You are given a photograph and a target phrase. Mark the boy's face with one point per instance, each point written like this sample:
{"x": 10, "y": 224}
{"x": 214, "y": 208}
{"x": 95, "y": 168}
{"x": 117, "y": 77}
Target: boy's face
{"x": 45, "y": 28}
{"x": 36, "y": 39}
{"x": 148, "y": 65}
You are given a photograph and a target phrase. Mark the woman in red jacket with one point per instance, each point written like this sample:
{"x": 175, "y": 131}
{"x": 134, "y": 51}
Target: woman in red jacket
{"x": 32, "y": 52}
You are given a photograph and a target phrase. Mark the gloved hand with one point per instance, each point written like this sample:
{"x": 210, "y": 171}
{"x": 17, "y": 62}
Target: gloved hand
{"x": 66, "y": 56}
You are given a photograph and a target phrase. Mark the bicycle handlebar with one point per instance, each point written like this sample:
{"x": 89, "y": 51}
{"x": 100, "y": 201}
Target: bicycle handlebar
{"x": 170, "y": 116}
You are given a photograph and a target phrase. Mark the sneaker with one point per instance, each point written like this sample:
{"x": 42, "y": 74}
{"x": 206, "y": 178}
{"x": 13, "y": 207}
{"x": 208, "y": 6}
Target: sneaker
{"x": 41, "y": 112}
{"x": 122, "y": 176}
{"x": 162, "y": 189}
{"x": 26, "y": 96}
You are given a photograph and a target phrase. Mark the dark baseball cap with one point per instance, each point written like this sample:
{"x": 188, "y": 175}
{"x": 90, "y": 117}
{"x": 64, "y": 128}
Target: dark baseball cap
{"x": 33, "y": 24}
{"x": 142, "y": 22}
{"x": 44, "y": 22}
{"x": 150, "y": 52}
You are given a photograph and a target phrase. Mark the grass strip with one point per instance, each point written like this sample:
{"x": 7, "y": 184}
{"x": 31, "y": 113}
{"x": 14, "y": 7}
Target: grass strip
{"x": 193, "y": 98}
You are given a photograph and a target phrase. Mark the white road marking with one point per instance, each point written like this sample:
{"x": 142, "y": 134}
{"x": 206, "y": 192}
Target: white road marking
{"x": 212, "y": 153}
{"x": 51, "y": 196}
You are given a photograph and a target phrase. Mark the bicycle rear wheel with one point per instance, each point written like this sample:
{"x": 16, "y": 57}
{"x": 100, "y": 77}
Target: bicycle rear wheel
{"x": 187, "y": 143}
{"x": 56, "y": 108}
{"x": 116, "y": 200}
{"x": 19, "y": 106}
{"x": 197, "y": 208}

##########

**Exercise instructions:**
Everything in the listing above should be printed again exactly.

**Written response:**
You are given a photograph and a target phrase. Mark the boy's face with one point per instance, each point written like this sample:
{"x": 10, "y": 224}
{"x": 214, "y": 208}
{"x": 95, "y": 168}
{"x": 117, "y": 77}
Target: boy's face
{"x": 45, "y": 28}
{"x": 36, "y": 39}
{"x": 148, "y": 65}
You are given a photograph and a target phrase. Mark the woman in red jacket with one point per instance, each point written like this sample:
{"x": 175, "y": 131}
{"x": 134, "y": 51}
Target: woman in red jacket
{"x": 32, "y": 52}
You are given a photograph and a target phrase. Mark the gloved hand with one point per instance, each point written like this sample:
{"x": 210, "y": 171}
{"x": 17, "y": 62}
Target: gloved hand
{"x": 66, "y": 56}
You are given a photograph and a target phrase. Mark the bicycle handlebar with one point per instance, each point written like this sample:
{"x": 89, "y": 51}
{"x": 100, "y": 201}
Target: bicycle handlebar
{"x": 170, "y": 116}
You are given a photograph and a target phrase. Mark the sneaker with one point per instance, each point written like this sample:
{"x": 42, "y": 74}
{"x": 206, "y": 178}
{"x": 13, "y": 207}
{"x": 208, "y": 6}
Target: sneaker
{"x": 41, "y": 112}
{"x": 122, "y": 176}
{"x": 162, "y": 189}
{"x": 26, "y": 96}
You are given a photograph and a target phrase. Mark the dark baseball cap with one point per instance, each point written like this sample:
{"x": 188, "y": 175}
{"x": 90, "y": 117}
{"x": 64, "y": 128}
Target: dark baseball cap
{"x": 33, "y": 24}
{"x": 142, "y": 22}
{"x": 44, "y": 22}
{"x": 150, "y": 52}
You are given a photograph and a target phrase. Mark the grass strip with one point per instance, each point written like this sample:
{"x": 7, "y": 184}
{"x": 31, "y": 113}
{"x": 14, "y": 7}
Target: grass strip
{"x": 193, "y": 98}
You are given a photograph and a target phrase. Mark the white road marking with one point per instance, each point written like this sample:
{"x": 142, "y": 134}
{"x": 206, "y": 192}
Target: white road marking
{"x": 212, "y": 153}
{"x": 51, "y": 196}
You are given a photograph and a target phrase. Mark the bicycle rear wheel with one point per instance, each point written like this sample:
{"x": 16, "y": 57}
{"x": 100, "y": 77}
Target: bicycle rear wheel
{"x": 187, "y": 143}
{"x": 56, "y": 108}
{"x": 116, "y": 200}
{"x": 19, "y": 106}
{"x": 197, "y": 208}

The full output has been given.